#### [GIVEN REQUEST]
Pull out every line in the items below that contains the word "green", and copy each of those lines in full.

*** PROVIDED DATA ***

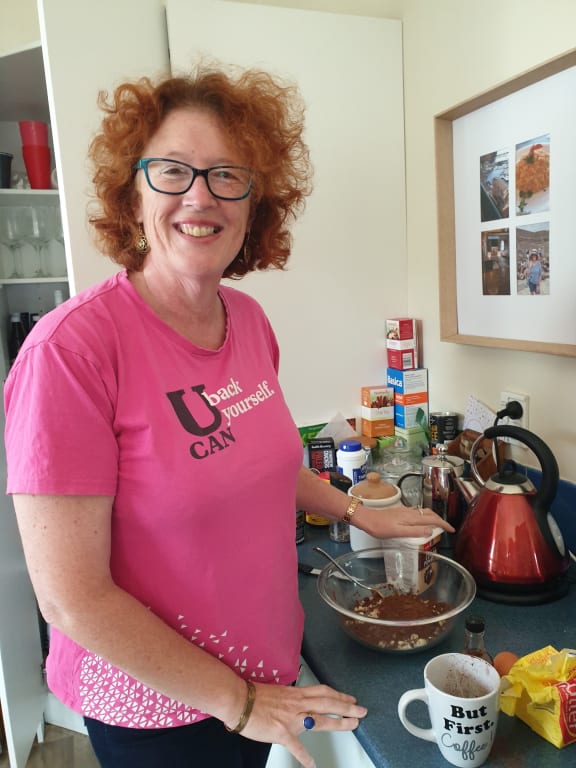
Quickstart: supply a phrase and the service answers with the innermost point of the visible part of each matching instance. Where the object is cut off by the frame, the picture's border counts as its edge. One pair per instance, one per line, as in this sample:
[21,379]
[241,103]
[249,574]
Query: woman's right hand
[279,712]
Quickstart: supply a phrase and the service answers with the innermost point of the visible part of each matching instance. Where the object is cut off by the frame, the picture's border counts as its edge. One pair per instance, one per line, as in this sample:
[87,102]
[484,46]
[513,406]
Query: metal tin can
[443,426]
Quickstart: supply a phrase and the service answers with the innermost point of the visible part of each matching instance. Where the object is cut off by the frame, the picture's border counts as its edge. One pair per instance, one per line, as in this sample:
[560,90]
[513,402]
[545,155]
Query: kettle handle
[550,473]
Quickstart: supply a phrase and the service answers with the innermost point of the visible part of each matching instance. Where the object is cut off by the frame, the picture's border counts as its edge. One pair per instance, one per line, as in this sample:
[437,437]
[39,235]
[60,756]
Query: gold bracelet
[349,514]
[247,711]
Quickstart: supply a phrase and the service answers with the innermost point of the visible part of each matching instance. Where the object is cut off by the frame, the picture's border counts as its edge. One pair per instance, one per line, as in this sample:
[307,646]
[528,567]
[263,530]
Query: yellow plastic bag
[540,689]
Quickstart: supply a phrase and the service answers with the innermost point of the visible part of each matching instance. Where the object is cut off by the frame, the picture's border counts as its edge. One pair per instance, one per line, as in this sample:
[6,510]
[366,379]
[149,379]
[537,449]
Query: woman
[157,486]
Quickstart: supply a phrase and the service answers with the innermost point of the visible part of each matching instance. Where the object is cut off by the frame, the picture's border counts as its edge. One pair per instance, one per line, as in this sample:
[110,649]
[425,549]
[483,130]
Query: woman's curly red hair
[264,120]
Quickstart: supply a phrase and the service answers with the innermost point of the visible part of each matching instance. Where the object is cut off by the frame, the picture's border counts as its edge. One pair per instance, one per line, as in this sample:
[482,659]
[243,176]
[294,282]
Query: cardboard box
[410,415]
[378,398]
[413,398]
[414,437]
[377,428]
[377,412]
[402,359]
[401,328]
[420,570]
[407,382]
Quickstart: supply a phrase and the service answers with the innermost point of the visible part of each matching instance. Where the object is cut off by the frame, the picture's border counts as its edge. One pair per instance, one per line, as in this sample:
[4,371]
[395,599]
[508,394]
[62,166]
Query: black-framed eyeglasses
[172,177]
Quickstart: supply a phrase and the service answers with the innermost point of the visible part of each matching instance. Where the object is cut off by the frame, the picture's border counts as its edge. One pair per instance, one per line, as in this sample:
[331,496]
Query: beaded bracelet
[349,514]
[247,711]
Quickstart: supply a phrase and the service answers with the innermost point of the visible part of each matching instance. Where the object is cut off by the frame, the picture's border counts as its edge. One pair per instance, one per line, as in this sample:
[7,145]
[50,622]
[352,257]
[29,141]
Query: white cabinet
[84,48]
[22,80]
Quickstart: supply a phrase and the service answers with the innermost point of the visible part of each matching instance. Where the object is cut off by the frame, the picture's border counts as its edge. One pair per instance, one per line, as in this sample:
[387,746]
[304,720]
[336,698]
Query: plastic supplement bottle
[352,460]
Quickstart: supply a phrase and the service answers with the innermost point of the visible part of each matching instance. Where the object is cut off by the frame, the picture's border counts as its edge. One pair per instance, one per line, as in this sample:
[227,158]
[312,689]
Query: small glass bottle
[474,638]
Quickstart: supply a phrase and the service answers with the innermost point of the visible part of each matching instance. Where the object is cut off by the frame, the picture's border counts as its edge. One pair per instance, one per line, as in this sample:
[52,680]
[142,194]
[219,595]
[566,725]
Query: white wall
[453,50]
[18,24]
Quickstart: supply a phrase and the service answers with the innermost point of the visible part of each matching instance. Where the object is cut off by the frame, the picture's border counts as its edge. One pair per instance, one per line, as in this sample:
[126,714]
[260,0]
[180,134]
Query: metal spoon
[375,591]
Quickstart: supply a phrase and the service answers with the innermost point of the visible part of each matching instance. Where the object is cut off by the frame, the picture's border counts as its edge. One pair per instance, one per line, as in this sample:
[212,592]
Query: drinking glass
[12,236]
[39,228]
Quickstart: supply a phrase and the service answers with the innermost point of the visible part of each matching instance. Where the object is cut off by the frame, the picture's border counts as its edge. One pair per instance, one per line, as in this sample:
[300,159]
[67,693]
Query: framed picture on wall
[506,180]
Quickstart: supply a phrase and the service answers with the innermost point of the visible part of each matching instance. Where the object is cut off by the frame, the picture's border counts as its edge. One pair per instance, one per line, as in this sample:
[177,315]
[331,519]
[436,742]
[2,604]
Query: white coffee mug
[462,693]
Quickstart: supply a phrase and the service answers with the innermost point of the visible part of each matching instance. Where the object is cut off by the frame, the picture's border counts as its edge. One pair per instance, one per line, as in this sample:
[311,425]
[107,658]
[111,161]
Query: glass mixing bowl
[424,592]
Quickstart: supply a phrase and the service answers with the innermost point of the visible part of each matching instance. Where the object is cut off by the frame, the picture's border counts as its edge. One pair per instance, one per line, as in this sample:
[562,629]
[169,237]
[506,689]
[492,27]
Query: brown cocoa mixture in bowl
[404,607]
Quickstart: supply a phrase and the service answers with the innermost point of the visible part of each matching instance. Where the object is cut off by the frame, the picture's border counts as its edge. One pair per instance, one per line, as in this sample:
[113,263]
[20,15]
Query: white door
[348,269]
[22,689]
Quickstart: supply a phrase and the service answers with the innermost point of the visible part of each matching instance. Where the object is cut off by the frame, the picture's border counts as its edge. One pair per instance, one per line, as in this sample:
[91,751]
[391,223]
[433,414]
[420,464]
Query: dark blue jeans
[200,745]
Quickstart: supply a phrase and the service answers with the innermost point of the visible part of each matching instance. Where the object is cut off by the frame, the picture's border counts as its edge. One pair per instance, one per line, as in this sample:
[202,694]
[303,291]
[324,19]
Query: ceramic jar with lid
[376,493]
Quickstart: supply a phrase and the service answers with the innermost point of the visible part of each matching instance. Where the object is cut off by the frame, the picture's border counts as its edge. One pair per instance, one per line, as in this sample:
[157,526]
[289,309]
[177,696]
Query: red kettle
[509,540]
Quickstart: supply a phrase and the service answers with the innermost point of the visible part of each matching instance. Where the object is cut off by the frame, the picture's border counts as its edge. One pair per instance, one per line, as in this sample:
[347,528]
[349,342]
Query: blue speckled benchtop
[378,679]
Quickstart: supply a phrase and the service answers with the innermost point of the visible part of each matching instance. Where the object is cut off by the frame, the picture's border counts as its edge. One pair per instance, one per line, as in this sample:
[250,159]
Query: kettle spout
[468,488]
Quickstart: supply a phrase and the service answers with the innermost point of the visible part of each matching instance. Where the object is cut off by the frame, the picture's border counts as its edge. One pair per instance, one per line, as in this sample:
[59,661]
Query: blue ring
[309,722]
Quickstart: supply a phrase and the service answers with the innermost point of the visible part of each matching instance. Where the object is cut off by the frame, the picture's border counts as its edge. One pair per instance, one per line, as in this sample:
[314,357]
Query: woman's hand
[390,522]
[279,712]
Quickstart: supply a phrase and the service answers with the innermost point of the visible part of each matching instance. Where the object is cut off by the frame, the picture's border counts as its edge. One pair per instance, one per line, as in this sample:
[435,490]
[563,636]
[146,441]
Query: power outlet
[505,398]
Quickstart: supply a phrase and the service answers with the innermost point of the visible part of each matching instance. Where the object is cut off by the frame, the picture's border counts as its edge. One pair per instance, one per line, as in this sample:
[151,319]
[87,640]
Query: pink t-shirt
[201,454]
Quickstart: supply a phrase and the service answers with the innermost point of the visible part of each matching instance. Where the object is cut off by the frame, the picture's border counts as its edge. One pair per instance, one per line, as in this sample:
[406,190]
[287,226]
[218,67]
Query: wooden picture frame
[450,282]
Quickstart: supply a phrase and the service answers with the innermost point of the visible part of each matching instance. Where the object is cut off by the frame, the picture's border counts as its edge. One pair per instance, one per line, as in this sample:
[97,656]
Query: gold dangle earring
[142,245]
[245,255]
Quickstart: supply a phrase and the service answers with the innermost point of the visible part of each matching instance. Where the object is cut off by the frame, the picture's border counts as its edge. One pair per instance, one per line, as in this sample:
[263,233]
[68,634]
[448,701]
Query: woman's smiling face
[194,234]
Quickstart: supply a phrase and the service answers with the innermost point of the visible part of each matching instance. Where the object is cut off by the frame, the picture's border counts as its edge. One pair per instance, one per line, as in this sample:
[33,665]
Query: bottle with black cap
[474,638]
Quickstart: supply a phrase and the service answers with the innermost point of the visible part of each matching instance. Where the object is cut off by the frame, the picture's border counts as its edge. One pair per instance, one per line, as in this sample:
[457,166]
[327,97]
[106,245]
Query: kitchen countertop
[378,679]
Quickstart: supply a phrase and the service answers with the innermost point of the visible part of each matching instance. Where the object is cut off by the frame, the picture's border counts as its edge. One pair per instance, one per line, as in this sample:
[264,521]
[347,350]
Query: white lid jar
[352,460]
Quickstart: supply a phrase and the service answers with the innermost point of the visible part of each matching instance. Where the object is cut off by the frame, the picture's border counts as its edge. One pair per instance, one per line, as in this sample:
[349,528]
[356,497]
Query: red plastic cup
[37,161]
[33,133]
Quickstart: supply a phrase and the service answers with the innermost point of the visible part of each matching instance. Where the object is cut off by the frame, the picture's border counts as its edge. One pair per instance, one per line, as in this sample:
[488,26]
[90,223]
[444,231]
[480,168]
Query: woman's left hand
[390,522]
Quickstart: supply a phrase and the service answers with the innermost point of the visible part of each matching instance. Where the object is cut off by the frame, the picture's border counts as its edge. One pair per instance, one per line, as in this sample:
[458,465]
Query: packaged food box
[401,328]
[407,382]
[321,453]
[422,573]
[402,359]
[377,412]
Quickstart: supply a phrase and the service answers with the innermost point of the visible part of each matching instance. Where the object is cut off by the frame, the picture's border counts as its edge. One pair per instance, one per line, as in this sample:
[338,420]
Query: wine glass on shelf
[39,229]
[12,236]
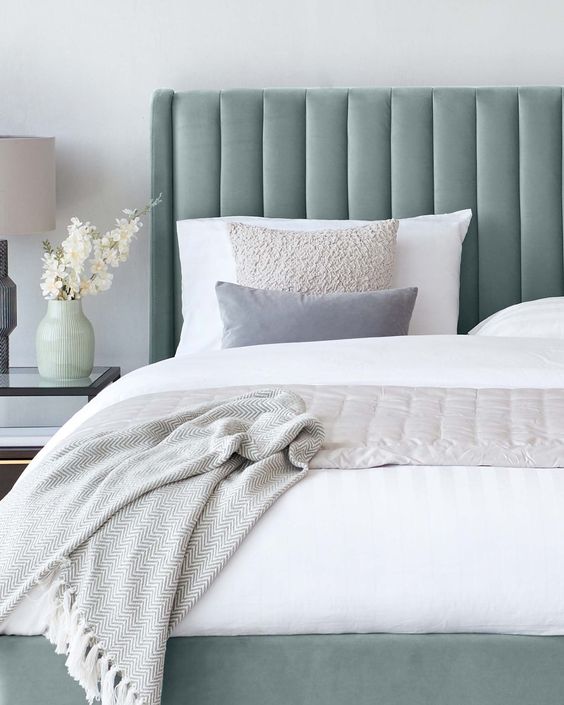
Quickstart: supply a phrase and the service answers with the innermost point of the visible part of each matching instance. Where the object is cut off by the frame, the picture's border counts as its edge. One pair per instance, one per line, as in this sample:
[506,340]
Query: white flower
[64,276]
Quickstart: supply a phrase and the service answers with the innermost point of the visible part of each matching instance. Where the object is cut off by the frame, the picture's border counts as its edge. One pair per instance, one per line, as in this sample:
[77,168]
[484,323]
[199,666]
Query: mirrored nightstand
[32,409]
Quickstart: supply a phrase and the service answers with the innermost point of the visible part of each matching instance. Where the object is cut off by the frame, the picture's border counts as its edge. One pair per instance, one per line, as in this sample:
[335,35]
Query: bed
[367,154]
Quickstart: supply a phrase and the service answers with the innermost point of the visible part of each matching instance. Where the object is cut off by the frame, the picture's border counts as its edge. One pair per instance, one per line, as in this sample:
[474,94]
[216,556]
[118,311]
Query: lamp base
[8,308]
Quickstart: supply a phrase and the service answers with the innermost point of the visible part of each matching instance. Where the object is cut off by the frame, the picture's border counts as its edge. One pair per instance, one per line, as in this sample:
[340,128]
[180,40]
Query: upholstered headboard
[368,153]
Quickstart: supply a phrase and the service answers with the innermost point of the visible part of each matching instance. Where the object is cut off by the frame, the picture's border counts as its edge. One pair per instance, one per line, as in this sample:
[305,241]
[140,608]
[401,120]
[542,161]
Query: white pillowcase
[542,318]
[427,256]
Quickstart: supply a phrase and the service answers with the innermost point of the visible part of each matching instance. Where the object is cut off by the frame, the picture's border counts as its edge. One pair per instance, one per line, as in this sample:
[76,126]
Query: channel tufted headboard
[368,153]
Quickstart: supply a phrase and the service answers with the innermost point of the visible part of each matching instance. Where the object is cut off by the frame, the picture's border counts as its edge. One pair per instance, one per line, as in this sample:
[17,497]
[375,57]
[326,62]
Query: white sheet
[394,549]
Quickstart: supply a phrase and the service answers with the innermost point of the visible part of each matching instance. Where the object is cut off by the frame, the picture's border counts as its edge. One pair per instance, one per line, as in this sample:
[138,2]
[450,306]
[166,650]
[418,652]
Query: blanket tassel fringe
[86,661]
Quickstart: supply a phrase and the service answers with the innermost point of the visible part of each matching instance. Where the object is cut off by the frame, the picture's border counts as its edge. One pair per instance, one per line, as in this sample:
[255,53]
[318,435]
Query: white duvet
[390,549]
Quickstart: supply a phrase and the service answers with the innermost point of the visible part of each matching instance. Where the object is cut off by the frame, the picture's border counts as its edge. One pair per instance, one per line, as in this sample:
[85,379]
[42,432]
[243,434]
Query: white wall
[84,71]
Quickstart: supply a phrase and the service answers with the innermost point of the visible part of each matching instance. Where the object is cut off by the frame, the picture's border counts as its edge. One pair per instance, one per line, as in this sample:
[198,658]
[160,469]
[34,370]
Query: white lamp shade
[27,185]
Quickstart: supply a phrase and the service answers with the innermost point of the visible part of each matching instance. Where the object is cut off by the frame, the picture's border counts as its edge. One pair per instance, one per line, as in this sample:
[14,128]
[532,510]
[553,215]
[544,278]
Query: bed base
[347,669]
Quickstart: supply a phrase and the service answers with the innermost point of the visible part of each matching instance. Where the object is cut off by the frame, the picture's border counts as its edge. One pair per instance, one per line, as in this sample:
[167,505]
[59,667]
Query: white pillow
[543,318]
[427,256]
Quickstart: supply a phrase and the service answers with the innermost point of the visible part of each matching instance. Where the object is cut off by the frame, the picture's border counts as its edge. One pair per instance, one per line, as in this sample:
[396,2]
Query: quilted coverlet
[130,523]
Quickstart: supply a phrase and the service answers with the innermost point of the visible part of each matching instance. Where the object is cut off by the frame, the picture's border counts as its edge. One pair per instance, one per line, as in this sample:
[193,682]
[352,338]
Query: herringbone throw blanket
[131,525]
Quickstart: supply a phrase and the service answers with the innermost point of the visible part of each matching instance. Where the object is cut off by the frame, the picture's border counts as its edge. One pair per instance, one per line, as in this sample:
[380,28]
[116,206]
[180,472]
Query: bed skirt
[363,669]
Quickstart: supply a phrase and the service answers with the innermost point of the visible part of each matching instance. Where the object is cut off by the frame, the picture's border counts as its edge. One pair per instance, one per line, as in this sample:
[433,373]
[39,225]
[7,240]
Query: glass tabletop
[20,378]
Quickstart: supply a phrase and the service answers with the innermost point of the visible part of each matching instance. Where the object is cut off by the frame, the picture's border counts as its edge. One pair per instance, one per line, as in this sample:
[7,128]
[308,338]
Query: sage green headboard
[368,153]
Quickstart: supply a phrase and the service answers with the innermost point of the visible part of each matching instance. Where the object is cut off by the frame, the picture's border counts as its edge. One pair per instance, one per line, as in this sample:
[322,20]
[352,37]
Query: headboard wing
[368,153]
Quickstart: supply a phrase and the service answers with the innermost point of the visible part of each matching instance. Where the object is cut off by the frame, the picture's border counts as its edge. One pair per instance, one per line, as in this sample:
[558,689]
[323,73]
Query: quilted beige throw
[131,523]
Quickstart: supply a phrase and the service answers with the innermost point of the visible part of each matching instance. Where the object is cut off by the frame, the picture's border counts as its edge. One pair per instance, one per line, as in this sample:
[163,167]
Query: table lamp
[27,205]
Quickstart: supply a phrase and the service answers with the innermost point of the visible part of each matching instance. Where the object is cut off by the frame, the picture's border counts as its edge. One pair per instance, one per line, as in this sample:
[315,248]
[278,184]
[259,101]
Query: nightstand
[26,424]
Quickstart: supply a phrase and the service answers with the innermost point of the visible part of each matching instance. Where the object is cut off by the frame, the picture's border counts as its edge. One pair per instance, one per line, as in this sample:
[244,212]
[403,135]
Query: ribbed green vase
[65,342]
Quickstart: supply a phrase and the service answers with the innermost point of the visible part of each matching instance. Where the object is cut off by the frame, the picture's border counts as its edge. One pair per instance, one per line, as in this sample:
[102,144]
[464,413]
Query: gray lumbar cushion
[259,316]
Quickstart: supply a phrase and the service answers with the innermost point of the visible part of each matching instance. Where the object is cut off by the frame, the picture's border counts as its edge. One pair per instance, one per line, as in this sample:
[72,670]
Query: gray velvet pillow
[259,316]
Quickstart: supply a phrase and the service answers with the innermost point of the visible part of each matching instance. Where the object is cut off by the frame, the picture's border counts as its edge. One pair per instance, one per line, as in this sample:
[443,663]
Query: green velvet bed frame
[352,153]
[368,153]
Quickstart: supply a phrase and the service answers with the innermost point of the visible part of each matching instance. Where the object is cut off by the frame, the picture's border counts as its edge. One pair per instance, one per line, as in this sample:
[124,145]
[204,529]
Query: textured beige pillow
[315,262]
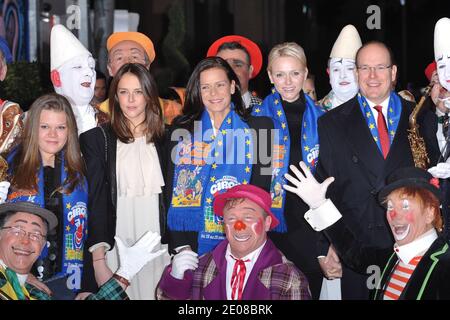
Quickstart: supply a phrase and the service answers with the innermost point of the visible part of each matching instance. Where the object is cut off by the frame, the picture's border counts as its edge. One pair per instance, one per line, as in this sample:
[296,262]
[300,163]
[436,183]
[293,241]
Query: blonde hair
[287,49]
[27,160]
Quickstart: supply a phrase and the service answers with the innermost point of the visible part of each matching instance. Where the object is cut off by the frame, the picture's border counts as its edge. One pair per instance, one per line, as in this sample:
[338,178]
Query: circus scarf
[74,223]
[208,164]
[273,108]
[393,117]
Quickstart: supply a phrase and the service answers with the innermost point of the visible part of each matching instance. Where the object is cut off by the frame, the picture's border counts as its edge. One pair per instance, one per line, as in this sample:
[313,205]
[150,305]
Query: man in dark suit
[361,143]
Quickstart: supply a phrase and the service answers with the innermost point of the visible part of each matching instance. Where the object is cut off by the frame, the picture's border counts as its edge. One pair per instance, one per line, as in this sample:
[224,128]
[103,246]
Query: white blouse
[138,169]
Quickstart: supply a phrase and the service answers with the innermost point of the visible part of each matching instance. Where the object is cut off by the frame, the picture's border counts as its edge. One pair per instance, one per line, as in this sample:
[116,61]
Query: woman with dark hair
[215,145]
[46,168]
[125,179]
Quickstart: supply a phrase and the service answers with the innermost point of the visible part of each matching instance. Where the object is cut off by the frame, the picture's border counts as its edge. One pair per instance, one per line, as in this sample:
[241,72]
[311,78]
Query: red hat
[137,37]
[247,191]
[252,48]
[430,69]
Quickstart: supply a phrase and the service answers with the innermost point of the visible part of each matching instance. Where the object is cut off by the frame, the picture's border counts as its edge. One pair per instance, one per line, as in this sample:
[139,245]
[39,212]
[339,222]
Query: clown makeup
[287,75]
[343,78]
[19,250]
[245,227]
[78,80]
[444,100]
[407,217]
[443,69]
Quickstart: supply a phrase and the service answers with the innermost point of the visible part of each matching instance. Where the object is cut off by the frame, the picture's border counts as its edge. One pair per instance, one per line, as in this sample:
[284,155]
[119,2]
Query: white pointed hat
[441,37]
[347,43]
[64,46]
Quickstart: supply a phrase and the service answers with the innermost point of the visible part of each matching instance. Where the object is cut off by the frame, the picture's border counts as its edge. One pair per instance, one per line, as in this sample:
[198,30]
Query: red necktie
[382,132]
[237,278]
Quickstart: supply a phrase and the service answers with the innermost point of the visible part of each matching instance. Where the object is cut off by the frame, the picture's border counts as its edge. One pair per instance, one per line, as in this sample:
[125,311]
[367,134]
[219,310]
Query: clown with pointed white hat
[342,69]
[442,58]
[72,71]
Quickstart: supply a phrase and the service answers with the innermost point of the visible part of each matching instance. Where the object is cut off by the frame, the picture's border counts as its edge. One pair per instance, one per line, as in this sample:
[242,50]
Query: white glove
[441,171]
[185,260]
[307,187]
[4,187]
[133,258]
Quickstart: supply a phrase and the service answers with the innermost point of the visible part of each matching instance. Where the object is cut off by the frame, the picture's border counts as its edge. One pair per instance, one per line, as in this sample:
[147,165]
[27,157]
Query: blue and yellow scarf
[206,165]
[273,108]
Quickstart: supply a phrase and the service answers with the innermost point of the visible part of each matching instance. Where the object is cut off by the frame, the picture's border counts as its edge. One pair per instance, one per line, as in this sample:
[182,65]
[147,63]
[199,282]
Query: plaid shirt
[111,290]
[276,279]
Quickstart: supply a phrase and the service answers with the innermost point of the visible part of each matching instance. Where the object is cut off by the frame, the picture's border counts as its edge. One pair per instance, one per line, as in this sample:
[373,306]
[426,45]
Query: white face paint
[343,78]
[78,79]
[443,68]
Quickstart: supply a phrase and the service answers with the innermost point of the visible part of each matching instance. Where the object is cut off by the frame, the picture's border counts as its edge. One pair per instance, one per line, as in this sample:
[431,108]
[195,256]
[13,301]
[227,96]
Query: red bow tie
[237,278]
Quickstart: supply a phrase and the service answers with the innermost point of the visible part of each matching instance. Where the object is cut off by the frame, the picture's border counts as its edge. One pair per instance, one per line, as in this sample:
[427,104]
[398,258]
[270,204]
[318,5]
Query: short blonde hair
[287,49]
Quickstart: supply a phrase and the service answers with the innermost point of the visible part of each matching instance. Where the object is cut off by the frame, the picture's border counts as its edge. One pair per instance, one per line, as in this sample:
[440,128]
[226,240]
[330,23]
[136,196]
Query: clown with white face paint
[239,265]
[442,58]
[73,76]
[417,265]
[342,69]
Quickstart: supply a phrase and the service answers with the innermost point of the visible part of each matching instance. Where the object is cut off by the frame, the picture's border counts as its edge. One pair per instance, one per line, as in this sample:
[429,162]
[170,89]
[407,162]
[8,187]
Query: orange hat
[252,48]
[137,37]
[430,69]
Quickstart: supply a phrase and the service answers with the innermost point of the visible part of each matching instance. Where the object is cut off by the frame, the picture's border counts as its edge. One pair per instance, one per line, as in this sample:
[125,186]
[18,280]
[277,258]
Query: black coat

***

#### [REPLY]
Query: sage green headboard
Query: ribbed green vase
Query: green velvet bed frame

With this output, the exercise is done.